Swap every "Input query" in the rows that follow for "Search phrase", and copy out the rows with no other change.
○ ○ ○
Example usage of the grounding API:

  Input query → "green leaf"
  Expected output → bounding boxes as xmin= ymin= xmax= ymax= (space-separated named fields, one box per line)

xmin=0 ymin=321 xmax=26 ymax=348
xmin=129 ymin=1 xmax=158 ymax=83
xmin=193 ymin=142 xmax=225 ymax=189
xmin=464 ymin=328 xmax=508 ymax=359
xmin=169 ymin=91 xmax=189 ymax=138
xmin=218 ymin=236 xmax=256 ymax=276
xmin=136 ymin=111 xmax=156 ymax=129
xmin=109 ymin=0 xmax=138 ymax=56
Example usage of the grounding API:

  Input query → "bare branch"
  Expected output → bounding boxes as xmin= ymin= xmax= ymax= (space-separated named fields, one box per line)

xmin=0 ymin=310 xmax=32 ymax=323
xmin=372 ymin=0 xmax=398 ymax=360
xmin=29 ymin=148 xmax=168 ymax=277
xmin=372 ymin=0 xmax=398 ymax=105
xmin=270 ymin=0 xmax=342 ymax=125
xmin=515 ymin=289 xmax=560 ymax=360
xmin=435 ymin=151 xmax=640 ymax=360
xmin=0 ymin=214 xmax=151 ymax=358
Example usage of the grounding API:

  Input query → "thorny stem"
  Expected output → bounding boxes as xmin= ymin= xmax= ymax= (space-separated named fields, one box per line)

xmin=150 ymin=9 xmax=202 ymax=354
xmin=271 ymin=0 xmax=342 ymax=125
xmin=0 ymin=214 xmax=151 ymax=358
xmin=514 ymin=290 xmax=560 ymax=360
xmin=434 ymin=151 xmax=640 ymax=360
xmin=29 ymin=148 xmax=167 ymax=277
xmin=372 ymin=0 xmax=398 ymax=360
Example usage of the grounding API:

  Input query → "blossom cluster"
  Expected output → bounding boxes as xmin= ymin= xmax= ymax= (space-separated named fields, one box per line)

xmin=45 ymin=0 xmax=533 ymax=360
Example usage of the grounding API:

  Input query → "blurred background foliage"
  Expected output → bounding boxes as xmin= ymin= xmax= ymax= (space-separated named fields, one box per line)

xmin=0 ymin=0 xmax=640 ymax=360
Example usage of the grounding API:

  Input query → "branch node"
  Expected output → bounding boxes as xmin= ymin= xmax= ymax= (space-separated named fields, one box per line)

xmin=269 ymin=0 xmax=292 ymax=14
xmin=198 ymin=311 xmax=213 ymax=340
○ ○ ○
_Full response_.
Example usage of the grounding API:

  Search phrase → "green leaf"
  Expected output → bounding boxes as xmin= ymin= xmax= ymax= (space-separated named fields, one box per line)

xmin=0 ymin=321 xmax=26 ymax=348
xmin=129 ymin=1 xmax=158 ymax=83
xmin=193 ymin=142 xmax=225 ymax=189
xmin=464 ymin=328 xmax=508 ymax=359
xmin=169 ymin=91 xmax=189 ymax=138
xmin=218 ymin=236 xmax=256 ymax=276
xmin=136 ymin=111 xmax=156 ymax=129
xmin=109 ymin=0 xmax=138 ymax=56
Example usage of the grounding API:

  Search phrase → "bare branch"
  Expected output → bounding boxes as xmin= ymin= xmax= ymax= (space-separated named fields, one box per line)

xmin=0 ymin=310 xmax=32 ymax=323
xmin=372 ymin=0 xmax=398 ymax=360
xmin=29 ymin=148 xmax=168 ymax=277
xmin=372 ymin=0 xmax=398 ymax=105
xmin=270 ymin=0 xmax=342 ymax=125
xmin=515 ymin=289 xmax=560 ymax=360
xmin=435 ymin=151 xmax=640 ymax=360
xmin=0 ymin=214 xmax=151 ymax=358
Example usage of the grounding API:

  Search phrase → "thorny stem"
  Expected output → bounding boxes as xmin= ymin= xmax= ymax= (space-separated named fields, one box per line)

xmin=150 ymin=9 xmax=202 ymax=354
xmin=271 ymin=0 xmax=342 ymax=125
xmin=0 ymin=214 xmax=151 ymax=358
xmin=514 ymin=290 xmax=560 ymax=360
xmin=434 ymin=151 xmax=640 ymax=360
xmin=29 ymin=148 xmax=167 ymax=277
xmin=372 ymin=0 xmax=398 ymax=360
Example usage of the grounding API:

  Search phrase → "blossom cluster"
  Expected output → bounding boxes as xmin= ymin= xmax= ymax= (space-separated named fields, one box per line)

xmin=45 ymin=0 xmax=533 ymax=360
Example usage of the grounding API:

  Search phrase → "blurred background foliage"
  Expected output → bounding boxes as xmin= ymin= xmax= ymax= (space-separated named fields, one box per line)

xmin=0 ymin=0 xmax=640 ymax=360
Example usage of the grounding API:

  Search phrase → "branch node"
  Expected output → bounding boxes as xmin= ymin= xmax= ymax= (space-separated named fields, one box per line)

xmin=269 ymin=0 xmax=292 ymax=14
xmin=198 ymin=311 xmax=213 ymax=340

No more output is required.